**Given data**

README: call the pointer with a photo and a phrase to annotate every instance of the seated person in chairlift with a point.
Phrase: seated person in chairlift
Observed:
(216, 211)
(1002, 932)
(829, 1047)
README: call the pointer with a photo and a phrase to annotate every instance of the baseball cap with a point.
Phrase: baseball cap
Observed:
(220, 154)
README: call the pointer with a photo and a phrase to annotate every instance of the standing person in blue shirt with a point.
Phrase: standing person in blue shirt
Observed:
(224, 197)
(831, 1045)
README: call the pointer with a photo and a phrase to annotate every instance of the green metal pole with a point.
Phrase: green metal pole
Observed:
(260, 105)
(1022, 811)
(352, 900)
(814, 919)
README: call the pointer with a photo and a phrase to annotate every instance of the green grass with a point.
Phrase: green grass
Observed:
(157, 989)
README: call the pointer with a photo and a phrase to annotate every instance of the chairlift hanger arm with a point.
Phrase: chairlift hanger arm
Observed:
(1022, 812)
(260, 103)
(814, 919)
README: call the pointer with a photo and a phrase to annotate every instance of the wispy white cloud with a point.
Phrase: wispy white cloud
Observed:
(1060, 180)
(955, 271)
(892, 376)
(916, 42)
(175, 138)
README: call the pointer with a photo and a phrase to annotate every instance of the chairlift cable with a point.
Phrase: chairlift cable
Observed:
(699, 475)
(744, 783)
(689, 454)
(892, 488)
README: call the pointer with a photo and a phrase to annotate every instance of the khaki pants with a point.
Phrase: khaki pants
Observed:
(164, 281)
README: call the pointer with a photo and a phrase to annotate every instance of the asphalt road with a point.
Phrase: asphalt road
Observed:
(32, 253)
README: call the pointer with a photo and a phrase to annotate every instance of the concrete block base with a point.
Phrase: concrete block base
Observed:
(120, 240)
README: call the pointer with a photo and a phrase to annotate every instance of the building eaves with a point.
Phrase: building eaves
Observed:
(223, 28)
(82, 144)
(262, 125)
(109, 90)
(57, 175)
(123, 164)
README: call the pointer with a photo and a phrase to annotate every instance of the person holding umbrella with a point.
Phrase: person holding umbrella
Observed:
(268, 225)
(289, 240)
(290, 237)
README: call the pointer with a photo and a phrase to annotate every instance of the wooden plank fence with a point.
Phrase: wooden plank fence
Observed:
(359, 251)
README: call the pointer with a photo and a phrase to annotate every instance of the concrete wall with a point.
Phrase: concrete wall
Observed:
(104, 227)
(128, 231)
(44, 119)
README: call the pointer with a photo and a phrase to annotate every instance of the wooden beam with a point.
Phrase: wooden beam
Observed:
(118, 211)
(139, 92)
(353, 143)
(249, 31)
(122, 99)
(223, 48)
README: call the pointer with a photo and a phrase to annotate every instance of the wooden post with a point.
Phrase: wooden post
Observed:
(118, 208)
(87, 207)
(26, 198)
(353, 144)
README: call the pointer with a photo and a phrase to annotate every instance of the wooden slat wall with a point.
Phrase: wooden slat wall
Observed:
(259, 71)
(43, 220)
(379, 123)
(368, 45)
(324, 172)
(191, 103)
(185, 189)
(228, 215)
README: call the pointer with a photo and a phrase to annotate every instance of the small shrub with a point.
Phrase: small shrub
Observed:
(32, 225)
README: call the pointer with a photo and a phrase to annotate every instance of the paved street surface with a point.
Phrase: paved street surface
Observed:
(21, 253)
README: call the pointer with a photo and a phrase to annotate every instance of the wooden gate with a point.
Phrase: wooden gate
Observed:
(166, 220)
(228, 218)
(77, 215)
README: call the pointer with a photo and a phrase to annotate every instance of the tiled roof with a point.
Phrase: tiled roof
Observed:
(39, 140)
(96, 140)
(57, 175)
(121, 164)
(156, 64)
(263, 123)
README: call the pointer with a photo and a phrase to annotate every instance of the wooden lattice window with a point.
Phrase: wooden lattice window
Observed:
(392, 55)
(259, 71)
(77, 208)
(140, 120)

**Try it**
Lines from the one with "Phrase: paved street surface" through the last line above must be printed exactly; no other line is to appear.

**Solution to the problem**
Phrase: paved street surface
Observed:
(21, 253)
README: call the pointer with a photo and a phrase to annotate every instance of the wooden gate with a point.
Phrase: wooden gate
Observed:
(166, 220)
(228, 218)
(77, 215)
README: call the pointer with a photo and a phrase to annotate every instance of the tiled roof with a point.
Phrase: tiled roof
Observed:
(39, 140)
(96, 140)
(57, 175)
(121, 164)
(156, 64)
(263, 123)
README: call the pointer with a photo and a phrase to annotate every instance of the wooden lattice window with a point.
Phrase: wooden lattice window
Observed:
(392, 55)
(259, 71)
(77, 208)
(140, 120)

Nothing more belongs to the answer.